* [Written tasks]:
- A) According to the Belfast local history posts, what deposit was required for the new semi-detached villas in Marmount Gardens?
- B) Write the next few sentences of the Belfast local history posts, picking up after their final sentence.

* [Document extract]:
★ ★ ★ ★ ★ ★ ★

Wednesday 30 March 2016

Potholes in the past


A letter in the Belfast Telegraph (13 January 1939) from a contributor who called himself Old Contemptible complained about the state of the Ardoyne Road and in particular the number of potholes.

As an 'old soldier' who had served in the First World War he compared the state of the Ardoyne Road to 'the dreaded Menin road in Belgium where we had to be watchful for shell holes.'

As to the residents on the Ardoyne Road in 1939, the following were listed in the 1939 Belfast Street Directory.

Ardoyne Road    off Crumlin Road
       Andrews, George, J.P. (back entrance)
       Edenderry National School - A. McClean, principal
       Edenderry Female National School - Miss Maclenaghan, principal
   1. Clugston, John, weaver
   3. McVeigh, W. J., weaver
   5. Beattie, R., weaver
   7. Conlon, John, weaver
   9. Shortt, Mrs.

Marmount Gardens - new houses in 1939


I lived for some years in Marmount Gardens, back in the 1980s, and was therefore particularly interested to come across this advertisement in the Belfast Telegraph from 13 January 1939.

MARMOUNT GARDENS - New Semi-Detached Villas for sale.  Deposit £20.  18s 9d per week including repayments, ground rent and taxes.
Thomas Henderson & Co, High Street.

Those old newspaper advertisements are a great source of information about old Belfast, in this case when the houses were built and the cost of them.


Tuesday 27 May 2014

Wheatfield Gardens

In a letter to the Belfast Telegraph (4 November 1910), Rev John Gailey, minister of Ballysillan Presbyterian Church, noted that 'a new avenue - Wheatfield Avenue - was opened up a short time ago, and already five new detached residences have been built.' 
 
The 1910 Belfast and Ulster Street Directory includes Wheatfield Avenue, with Cahereen (Hugh O'Neill, publican) and Freeman William Archer, clerk, on the right hand side and Claremount (A Kinkead, traveller) and a vacant house on the left hand side.

★ ★ ★ ★ ★ ★ ★

(Dataset rows on where objects are located)
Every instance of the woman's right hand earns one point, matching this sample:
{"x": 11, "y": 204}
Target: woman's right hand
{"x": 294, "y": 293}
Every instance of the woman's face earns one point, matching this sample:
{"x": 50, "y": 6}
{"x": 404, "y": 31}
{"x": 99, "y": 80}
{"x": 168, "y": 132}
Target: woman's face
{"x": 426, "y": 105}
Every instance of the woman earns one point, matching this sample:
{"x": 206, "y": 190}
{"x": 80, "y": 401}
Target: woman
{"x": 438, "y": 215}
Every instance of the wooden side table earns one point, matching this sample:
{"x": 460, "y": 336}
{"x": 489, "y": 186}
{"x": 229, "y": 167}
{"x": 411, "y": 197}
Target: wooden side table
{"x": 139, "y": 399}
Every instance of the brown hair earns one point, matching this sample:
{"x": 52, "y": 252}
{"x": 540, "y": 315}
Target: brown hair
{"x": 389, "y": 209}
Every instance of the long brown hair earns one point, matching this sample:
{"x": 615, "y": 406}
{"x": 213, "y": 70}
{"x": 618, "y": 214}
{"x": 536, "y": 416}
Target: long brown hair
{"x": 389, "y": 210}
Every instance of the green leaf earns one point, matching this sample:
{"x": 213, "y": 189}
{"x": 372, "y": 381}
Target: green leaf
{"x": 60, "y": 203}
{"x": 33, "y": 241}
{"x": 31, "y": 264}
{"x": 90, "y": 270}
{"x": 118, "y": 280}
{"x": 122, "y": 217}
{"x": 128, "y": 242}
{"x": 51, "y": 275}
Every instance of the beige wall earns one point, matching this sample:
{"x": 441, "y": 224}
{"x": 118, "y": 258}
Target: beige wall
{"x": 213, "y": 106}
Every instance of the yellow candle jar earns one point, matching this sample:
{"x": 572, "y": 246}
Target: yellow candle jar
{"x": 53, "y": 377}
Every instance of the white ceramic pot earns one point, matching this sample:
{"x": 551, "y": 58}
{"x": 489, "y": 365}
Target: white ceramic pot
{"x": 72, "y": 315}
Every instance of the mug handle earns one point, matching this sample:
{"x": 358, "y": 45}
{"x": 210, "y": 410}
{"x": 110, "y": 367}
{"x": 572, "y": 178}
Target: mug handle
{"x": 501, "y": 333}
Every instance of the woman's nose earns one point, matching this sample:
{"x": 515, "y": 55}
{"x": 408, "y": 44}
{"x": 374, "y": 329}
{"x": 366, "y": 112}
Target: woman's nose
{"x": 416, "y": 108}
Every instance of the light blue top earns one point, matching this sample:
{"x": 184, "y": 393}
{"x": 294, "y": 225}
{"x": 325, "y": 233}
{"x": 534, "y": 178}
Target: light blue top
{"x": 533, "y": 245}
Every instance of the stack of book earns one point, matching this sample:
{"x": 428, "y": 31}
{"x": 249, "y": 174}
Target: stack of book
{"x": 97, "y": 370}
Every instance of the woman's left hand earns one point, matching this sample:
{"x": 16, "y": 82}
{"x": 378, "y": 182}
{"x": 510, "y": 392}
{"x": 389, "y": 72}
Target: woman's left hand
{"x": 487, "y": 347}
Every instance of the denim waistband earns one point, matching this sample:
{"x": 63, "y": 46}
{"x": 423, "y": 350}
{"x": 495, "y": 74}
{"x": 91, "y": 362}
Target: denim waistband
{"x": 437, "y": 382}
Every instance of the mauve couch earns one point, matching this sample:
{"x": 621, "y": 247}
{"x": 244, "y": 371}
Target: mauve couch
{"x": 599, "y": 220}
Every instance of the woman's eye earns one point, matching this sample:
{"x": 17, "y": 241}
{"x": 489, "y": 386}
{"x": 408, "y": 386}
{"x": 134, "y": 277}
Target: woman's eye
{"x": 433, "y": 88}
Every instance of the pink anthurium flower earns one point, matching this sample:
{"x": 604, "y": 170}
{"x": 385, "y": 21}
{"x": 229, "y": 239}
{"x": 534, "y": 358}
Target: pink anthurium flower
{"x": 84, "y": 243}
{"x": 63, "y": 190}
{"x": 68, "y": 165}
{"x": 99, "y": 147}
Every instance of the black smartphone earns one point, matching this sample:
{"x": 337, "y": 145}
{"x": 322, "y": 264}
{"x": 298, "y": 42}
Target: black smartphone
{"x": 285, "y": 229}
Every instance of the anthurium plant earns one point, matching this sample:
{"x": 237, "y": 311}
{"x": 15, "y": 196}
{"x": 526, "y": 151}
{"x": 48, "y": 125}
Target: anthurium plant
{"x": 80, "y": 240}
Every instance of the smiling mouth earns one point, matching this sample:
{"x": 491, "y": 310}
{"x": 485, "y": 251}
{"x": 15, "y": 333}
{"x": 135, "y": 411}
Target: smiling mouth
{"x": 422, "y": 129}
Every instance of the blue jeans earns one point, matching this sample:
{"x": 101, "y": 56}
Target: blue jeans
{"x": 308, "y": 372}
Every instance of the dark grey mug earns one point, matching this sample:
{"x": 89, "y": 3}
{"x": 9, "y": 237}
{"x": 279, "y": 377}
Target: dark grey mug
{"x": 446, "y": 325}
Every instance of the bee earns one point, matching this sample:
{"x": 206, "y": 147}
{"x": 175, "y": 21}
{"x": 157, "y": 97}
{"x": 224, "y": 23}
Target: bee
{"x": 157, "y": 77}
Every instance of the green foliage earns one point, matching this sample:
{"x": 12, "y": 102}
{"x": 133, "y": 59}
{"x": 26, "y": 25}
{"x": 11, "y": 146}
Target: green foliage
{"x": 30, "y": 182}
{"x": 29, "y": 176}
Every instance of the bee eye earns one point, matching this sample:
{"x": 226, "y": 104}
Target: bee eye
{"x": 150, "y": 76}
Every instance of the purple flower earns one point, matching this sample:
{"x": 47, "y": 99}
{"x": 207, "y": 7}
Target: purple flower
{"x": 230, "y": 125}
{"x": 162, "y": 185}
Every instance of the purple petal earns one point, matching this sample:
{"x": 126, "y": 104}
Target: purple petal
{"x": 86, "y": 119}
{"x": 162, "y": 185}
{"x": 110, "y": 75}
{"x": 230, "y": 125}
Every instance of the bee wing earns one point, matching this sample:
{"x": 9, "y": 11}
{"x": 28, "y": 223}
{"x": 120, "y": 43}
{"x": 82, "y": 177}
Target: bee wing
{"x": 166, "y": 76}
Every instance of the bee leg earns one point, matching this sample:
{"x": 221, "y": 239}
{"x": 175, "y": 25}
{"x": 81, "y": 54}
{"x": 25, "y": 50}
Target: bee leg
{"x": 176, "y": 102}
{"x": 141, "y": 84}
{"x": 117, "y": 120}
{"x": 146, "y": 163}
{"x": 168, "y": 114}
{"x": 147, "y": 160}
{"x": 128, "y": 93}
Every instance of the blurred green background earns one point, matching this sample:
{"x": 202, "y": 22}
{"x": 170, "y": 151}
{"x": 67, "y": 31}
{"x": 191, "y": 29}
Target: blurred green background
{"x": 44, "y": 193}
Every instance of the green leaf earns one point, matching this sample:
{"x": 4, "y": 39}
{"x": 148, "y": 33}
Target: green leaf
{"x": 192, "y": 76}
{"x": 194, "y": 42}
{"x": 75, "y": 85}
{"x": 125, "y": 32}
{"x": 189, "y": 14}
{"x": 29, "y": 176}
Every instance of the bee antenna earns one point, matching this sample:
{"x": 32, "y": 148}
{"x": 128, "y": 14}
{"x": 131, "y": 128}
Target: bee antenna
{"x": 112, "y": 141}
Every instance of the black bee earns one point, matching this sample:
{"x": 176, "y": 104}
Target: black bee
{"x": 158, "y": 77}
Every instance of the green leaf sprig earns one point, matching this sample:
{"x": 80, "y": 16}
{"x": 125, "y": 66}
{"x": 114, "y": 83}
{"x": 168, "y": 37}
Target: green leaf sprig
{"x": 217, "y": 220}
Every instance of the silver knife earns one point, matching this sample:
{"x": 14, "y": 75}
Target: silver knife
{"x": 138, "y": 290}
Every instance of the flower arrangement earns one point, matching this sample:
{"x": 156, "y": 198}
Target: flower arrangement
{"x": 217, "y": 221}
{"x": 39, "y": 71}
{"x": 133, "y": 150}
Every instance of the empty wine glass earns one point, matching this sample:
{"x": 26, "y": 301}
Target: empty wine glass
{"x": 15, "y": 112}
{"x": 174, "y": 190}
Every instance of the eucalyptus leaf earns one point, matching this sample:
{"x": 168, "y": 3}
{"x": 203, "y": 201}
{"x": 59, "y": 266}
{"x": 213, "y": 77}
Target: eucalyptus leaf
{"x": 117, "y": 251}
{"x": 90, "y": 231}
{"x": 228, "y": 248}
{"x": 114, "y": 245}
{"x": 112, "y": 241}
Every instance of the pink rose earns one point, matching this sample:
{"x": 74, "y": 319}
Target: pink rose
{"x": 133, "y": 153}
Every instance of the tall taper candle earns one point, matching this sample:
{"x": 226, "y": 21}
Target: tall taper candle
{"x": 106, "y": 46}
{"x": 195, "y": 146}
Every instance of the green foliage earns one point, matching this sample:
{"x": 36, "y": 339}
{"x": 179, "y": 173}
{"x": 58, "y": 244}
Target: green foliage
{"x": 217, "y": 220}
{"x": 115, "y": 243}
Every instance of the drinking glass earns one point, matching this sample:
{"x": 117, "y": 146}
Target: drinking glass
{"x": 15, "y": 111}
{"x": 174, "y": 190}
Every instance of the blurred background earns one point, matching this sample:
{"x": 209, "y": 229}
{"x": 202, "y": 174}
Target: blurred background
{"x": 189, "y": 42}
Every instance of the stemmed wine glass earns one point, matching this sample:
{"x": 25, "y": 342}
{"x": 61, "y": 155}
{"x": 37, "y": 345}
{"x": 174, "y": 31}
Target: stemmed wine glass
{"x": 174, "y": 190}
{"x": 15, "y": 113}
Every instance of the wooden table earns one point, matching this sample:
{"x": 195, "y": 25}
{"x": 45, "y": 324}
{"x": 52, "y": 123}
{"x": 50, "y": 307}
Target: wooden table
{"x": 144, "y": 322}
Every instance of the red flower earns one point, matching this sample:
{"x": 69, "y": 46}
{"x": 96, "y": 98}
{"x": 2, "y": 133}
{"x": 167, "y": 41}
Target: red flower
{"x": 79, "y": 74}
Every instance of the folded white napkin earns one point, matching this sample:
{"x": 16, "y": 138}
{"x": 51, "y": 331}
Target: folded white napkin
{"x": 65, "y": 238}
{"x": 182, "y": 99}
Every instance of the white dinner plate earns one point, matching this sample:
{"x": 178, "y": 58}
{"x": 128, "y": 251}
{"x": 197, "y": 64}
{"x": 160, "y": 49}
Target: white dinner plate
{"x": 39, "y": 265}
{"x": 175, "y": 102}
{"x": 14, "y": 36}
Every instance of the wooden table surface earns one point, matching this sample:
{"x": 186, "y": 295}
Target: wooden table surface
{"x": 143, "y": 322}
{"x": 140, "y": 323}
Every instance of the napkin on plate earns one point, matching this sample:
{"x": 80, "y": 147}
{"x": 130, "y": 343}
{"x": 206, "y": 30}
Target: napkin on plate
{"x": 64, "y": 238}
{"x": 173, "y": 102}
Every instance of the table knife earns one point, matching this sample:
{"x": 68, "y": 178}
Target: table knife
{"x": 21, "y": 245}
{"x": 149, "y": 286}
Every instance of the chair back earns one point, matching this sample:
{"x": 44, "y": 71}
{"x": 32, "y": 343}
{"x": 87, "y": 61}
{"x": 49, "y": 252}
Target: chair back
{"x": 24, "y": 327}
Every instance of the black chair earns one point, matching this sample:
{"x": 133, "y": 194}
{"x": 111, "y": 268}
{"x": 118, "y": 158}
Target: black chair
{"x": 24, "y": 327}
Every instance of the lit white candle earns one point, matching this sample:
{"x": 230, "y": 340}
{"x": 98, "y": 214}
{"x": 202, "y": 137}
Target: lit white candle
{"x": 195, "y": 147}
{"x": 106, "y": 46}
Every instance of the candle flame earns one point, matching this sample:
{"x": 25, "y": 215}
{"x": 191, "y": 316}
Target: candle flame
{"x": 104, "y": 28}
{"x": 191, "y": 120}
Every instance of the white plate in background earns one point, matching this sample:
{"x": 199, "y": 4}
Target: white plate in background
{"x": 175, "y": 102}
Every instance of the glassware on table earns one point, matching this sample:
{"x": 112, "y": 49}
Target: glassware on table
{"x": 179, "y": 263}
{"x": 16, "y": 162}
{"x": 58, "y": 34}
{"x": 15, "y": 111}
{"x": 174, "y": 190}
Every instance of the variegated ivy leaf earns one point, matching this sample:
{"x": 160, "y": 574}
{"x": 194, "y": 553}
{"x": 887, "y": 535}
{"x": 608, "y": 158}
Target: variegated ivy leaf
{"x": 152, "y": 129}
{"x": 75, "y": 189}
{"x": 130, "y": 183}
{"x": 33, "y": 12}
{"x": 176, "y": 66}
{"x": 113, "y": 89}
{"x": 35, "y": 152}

★ ★ ★ ★ ★ ★ ★

* [Task-by-task outputs]:
- A) £20

- B)
By 1912 the name had changed to Wheatfield Gardens and seven residents of Wheatfield Gardens signed the Ulster Covenant:
  1. Alfred H Kinkead of Claremount signed in the Old Town Hall.
  2. Andrew Kinkead of Wheatfield Gardens, Ballysillan, signed in Ligoniel Orange Hall
  3. George W Kinkead of Claremount signed in the City Hall
  4. William McVicker of 2 Wheatfield Gardens signed in the Old Town Hall
  5. Samuel Robert Boyd of 6 Wheatfield Gardens signed in Woodvale Presbyterian Church
  6. James Hanna of 8 Wheatfield Gardens signed in the City Hall
  7. Robert Stevenson of Wheatfield Gardens, Ballysillan, signed in the Old Town Hall
Three members of the Kinkead family signed the Covenant.  They were a Presbyterian family and the father, Andrew James Kinkead (44), was a manufacturing chemist who came to Belfast from county Armagh.  His son George Wilfred Kinkead (17) was an apprentice manufacturing chemist and the other signatory was Alfred Harper Kinkead, who was just 14 years old and therefore too young to sign the Covenant.  It is interesting to see that the three members of the family, the father and the two sons, signed in different places.  Did Alfred, who was too young, not want his father and his brother to know that he had signed?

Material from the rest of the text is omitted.